Collection entries:
########
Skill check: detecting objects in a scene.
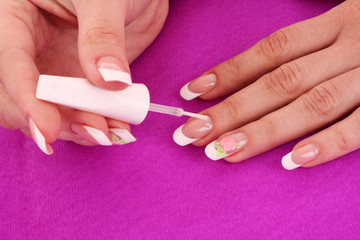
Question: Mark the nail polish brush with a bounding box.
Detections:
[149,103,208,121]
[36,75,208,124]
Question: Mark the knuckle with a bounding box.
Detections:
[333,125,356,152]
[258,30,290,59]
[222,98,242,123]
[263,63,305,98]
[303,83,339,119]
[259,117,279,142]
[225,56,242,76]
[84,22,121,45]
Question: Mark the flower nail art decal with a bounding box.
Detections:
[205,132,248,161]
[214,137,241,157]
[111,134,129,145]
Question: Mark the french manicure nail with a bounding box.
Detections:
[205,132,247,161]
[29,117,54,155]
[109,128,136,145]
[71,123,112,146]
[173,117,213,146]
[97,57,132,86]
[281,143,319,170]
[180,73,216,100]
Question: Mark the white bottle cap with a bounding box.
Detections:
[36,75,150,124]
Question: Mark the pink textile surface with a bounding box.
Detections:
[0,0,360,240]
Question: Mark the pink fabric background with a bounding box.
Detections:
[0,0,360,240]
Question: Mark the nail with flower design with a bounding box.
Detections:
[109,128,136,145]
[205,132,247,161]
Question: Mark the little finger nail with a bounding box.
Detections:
########
Please change every "bounding box" in the rows to "rectangle" and give the rows again with nothing else altered. Leave the pictures out.

◆ **Exercise solution**:
Skill check: detecting objects in a scene.
Question: Mark the nail polish brush with a rectangle.
Detections:
[149,103,208,121]
[36,75,208,124]
Question: Mark the knuckle with a rectangle.
Detections:
[333,125,356,152]
[258,30,290,59]
[222,98,242,123]
[263,63,305,98]
[303,83,339,119]
[259,117,279,142]
[225,56,242,76]
[84,22,121,45]
Question: Mark the flower nail art decal with a rectangle.
Detections:
[205,132,248,161]
[214,137,241,157]
[111,134,129,145]
Question: Mark the french manicure nail with a rectangle.
Detections:
[205,132,247,161]
[29,117,54,155]
[109,128,136,145]
[71,123,112,146]
[173,117,213,146]
[97,57,132,86]
[281,143,319,170]
[180,73,216,100]
Question: Mark the white bottle cap with a rectangle.
Detections:
[36,75,150,124]
Question: Mark the pink textile surface with a rectangle.
Detections:
[0,0,360,240]
Question: Mark the pink fabric background with a rectangle.
Detections:
[0,0,360,240]
Question: Mark the nail with flower design with a rectangle.
Detections:
[109,128,136,145]
[205,132,247,161]
Question: Mark the little finger nail with a rectangle.
Detections:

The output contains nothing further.